(Records from a data source)

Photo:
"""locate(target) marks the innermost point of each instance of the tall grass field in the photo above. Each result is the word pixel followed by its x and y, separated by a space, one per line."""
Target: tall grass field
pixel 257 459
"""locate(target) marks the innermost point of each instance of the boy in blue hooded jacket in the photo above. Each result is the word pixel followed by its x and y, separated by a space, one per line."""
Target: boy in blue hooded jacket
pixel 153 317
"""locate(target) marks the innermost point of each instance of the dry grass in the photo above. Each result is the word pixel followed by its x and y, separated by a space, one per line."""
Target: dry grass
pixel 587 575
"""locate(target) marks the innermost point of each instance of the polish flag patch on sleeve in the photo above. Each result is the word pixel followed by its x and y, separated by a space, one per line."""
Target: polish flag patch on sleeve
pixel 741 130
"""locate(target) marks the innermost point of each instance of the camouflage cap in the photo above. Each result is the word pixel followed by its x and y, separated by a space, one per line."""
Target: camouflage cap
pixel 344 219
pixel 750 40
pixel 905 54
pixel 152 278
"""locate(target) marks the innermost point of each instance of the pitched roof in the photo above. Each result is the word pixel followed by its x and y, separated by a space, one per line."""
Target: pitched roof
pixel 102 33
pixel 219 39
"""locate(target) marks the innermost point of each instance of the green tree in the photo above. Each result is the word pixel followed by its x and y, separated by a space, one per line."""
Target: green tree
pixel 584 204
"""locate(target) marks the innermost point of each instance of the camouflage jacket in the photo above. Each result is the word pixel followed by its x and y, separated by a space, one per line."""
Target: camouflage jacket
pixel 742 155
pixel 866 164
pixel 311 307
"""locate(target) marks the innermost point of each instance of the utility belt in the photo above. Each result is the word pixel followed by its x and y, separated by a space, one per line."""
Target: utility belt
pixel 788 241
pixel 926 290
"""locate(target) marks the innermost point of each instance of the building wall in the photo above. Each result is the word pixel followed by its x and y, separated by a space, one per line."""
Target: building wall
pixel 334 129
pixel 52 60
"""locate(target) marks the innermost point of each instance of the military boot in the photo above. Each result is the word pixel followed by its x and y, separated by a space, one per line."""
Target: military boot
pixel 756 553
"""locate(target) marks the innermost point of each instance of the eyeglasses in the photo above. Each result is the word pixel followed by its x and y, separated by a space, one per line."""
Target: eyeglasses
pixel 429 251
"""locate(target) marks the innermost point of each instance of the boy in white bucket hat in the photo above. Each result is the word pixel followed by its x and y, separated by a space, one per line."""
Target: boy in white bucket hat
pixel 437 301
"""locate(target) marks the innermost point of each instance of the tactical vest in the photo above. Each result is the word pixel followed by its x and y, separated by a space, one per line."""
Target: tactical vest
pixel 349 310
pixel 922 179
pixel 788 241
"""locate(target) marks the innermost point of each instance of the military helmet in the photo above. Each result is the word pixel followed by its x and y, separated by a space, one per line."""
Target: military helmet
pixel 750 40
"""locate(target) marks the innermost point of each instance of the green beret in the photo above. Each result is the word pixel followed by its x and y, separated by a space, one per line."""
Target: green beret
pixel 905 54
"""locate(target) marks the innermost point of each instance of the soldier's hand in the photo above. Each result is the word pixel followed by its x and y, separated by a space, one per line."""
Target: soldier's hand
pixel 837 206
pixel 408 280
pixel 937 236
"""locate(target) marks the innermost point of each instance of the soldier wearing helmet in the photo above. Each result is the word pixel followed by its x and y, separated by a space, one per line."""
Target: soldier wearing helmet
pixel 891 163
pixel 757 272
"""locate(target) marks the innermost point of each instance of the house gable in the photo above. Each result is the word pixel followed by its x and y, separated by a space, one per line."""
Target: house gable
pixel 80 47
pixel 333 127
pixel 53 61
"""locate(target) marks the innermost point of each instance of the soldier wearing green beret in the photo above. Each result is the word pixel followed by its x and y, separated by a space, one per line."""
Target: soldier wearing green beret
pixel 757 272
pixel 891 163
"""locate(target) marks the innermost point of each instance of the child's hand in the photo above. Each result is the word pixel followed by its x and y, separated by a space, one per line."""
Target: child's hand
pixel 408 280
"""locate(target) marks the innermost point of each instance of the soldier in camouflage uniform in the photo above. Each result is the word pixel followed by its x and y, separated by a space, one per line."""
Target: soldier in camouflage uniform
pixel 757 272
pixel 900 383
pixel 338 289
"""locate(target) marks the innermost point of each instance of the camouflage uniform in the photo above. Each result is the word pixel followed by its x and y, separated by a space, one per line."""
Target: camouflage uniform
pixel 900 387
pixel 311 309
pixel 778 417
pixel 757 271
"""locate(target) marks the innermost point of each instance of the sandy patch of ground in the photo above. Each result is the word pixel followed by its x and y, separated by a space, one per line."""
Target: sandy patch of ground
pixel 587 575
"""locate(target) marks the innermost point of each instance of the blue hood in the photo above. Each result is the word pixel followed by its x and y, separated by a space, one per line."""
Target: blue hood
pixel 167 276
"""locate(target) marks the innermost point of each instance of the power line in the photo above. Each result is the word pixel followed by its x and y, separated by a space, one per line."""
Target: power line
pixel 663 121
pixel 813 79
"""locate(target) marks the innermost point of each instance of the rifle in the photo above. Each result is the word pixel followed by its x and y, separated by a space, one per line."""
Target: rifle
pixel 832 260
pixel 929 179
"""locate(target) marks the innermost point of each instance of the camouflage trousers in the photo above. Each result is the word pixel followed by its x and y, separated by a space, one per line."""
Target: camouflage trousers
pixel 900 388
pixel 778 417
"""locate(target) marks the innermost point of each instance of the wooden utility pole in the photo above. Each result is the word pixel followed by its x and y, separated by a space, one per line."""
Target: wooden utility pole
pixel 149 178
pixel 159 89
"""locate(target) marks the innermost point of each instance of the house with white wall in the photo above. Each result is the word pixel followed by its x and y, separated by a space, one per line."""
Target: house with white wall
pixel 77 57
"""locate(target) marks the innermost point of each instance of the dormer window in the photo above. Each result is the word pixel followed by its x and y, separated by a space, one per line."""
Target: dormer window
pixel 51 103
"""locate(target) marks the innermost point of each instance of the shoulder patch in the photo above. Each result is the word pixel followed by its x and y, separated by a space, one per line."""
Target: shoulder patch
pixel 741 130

● EXERCISE AIM
Reproduce the lines from the one containing "of the dormer" through the end of the records, with the requests included, adding -140 to every coordinate in the answers.

● PROBLEM SOLUTION
"""locate(target) marks the innermost point of each instance of the dormer window in the photo above. Each result is the word pixel followed by its x and y, separated by a space, one per line."""
Target: dormer window
pixel -89 -37
"""locate(target) marks the innermost point of each instance of the shoulder patch in the photo above. Each result is the word pixel followed by its x and y, separated by a space, one per line."""
Target: shoulder patch
pixel 601 -10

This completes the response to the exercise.